**EXERCISE AIM:**
Copy out exactly the lines from the one containing "[mark] microphone windscreen" to the last line of the records below, both included, and leave out any pictures.

[Object position labeling entries]
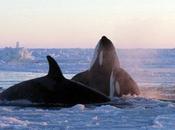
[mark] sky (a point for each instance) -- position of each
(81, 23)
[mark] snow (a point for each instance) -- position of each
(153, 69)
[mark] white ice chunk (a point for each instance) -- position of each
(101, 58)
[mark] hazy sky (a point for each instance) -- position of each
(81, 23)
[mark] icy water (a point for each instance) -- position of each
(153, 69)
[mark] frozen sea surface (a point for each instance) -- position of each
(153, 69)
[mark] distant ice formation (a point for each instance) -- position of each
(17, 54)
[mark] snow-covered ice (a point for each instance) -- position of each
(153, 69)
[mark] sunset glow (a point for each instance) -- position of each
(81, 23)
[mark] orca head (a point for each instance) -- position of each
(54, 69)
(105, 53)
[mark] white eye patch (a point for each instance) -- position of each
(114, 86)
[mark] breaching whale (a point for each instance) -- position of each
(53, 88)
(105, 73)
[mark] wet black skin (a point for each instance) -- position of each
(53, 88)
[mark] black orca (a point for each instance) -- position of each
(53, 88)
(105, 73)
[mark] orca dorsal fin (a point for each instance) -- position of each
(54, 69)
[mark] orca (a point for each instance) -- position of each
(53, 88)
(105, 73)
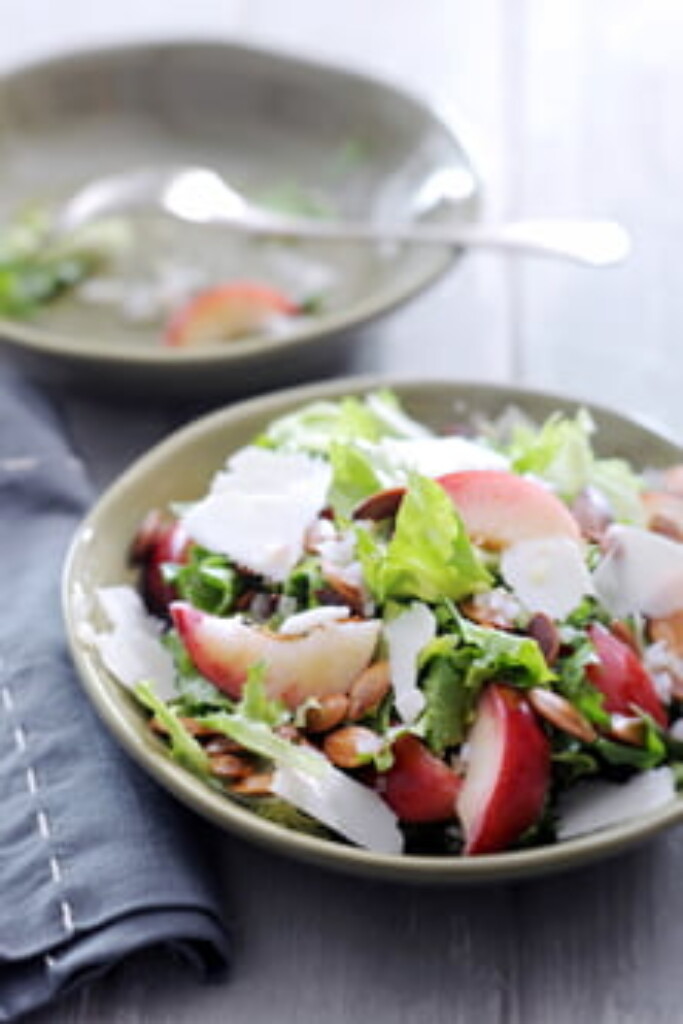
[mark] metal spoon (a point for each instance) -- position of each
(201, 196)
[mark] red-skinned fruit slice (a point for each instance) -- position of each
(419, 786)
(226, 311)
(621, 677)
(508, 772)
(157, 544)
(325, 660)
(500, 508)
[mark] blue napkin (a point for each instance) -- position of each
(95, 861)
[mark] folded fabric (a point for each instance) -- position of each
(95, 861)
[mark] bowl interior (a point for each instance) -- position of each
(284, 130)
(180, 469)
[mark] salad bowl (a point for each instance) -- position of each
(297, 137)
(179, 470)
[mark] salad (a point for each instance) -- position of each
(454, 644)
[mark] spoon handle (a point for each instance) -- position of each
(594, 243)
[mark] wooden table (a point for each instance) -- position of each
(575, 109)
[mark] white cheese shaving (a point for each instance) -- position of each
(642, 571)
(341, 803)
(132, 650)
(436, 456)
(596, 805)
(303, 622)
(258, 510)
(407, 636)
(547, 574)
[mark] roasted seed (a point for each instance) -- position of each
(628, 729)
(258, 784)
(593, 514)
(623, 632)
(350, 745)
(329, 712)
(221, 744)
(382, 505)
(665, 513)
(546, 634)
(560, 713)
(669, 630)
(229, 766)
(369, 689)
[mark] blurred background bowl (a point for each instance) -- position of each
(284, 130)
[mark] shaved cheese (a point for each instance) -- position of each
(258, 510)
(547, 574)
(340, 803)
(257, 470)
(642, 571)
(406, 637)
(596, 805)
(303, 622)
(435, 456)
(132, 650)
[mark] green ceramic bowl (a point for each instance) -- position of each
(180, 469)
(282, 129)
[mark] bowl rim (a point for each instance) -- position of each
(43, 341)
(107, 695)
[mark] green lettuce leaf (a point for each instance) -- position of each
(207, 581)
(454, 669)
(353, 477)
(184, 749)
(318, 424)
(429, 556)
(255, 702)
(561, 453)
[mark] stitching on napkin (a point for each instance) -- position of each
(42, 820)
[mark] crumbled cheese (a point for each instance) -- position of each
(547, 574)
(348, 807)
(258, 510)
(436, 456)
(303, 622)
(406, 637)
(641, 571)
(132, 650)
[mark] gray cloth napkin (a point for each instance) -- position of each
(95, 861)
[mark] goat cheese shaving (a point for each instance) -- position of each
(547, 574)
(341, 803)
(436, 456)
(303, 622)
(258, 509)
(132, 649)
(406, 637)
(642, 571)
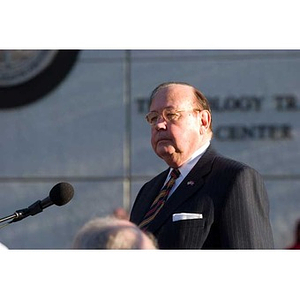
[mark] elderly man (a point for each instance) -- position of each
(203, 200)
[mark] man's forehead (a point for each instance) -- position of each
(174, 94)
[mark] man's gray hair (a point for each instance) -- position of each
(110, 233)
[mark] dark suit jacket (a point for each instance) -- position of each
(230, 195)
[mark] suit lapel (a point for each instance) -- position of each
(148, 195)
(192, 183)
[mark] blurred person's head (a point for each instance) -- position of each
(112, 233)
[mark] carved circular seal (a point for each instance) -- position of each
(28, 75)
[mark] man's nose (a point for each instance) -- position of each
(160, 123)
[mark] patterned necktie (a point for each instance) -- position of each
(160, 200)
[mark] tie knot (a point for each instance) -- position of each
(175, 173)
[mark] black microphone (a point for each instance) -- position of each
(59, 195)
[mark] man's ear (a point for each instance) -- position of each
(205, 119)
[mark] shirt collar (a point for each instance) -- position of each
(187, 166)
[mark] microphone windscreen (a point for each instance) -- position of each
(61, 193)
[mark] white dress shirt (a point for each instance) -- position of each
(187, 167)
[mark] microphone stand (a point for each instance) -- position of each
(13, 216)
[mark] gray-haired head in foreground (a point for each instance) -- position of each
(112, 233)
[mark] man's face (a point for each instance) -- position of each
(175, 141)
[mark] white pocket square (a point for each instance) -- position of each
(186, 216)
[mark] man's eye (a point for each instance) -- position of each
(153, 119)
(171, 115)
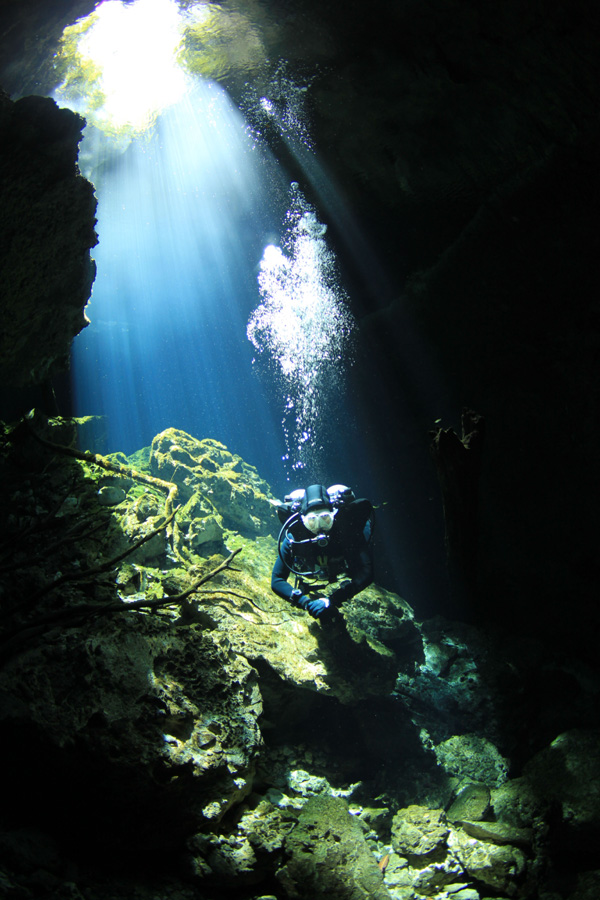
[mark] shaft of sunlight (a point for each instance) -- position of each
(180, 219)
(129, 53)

**SOLVED PROBLEM:**
[mark] microphone windscreen (a point for each instance) -- position of each
(61, 193)
[mark] white dress shirt (a point for each instance) -- position of each
(187, 167)
[mark] microphone stand (a point for each instance) -- position of each
(13, 216)
[mark] gray-haired head in foreground (a point for each instance) -- position of each
(112, 233)
[mark] man's face (a point for each instance) -- position of each
(175, 141)
[mark] white pocket square (a point for each instance) -- position of each
(186, 216)
[mark] man's eye (a point for each instance) -- position of each
(153, 119)
(171, 115)
[mark] shaft of sunlight (a point for each instance) -- position of each
(180, 219)
(129, 53)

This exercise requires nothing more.